» Material shown:
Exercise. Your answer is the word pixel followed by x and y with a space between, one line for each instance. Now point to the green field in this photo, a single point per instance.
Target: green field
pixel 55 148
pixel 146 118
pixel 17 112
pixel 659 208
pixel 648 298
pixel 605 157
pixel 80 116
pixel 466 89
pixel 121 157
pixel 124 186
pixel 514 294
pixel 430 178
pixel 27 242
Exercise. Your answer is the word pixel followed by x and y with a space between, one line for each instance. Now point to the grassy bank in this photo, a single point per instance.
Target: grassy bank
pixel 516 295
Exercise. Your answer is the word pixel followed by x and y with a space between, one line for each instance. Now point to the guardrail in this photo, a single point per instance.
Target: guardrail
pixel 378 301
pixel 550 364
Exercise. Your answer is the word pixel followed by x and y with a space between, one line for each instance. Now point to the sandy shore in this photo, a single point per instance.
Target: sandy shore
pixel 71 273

» Action item:
All of the entries above must be transcribed exactly.

» Answer for the task:
Exercise. Your answer is the word pixel followed by x and y with a space between, one line for each instance. Now point to the green field in this photo, a single point per instance.
Target: green field
pixel 55 148
pixel 146 118
pixel 17 112
pixel 659 208
pixel 648 298
pixel 605 157
pixel 80 116
pixel 466 89
pixel 121 157
pixel 124 186
pixel 514 294
pixel 430 178
pixel 27 242
Exercise. Your answer is the word pixel followed by x and y with a space between, one line for each instance. Now point to the grassy bank in this photo, a single point per instance.
Target: grassy bank
pixel 516 295
Exercise. Your answer is the word pixel followed by x and y with a space between, one line for each instance. Now point to the guardrail in this photo, a single point per instance.
Target: guardrail
pixel 378 301
pixel 550 364
Exercise. Your answer is the word pixel followed by x and y with a space between, one line for each instance. Now point to the sandy shore in this photo, a single point per instance.
Target: sandy shore
pixel 71 273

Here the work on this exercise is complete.